• WHAT TO WORK ON
Only the lines from the one containing "tire, each point like" through the final line of the material below should be output, exactly as they stand.

Dataset items:
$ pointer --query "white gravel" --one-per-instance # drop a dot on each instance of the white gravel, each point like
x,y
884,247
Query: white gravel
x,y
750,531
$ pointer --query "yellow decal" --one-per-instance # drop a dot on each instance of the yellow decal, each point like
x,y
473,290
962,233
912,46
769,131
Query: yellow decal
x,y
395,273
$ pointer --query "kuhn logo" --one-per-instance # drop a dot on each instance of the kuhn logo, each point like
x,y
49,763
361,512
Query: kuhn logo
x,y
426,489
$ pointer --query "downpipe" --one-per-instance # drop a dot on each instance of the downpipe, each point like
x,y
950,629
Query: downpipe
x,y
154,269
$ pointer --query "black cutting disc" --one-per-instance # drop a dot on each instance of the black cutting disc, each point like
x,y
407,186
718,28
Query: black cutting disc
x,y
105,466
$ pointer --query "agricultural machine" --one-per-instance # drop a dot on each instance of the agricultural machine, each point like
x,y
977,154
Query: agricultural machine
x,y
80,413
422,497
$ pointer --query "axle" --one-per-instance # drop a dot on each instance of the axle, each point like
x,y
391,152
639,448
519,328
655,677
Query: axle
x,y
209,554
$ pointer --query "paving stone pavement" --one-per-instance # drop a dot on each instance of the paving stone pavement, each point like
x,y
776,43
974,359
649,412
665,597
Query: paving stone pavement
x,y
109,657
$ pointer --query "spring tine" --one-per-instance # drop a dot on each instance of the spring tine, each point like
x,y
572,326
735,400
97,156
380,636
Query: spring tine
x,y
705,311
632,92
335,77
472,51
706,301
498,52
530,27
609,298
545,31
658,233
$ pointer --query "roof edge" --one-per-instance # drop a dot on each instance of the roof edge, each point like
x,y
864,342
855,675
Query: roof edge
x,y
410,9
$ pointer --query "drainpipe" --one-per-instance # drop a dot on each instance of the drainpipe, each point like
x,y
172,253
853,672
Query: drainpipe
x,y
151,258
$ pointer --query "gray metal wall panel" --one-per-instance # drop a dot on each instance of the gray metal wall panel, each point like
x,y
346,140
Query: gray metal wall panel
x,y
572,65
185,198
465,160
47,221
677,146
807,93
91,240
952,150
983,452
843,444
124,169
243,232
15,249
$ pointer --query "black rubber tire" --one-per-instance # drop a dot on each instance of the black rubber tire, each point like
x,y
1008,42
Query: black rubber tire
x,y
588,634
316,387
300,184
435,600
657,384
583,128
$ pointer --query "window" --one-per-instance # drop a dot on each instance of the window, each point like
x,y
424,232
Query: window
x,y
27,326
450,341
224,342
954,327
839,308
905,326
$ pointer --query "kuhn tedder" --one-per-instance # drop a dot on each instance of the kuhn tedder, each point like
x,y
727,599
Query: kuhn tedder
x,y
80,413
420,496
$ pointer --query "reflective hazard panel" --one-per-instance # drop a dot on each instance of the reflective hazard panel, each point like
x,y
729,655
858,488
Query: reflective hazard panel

• FULL RESPONSE
$ pointer --query "black rubber tire" --one-per-instance # drop a dot on each instance of the black rubber tire, each point like
x,y
1008,42
Query: black rubber tire
x,y
588,634
316,387
300,184
435,600
657,384
583,128
$ pointer --query "window" --one-per-instance # drop a dot on each instance of the window, each point like
x,y
424,232
Query: window
x,y
27,326
450,341
224,342
954,327
839,308
905,326
$ pointer --query "kuhn tedder" --one-per-instance # drop a dot on each instance of the kuhn tedder, each point like
x,y
727,599
Query: kuhn tedder
x,y
80,413
420,496
$ pointer --query "reflective hazard panel" --one-per-instance # drop a dot on each instance of the reflective hazard panel, each point like
x,y
729,655
858,488
Query: reflective hazard panel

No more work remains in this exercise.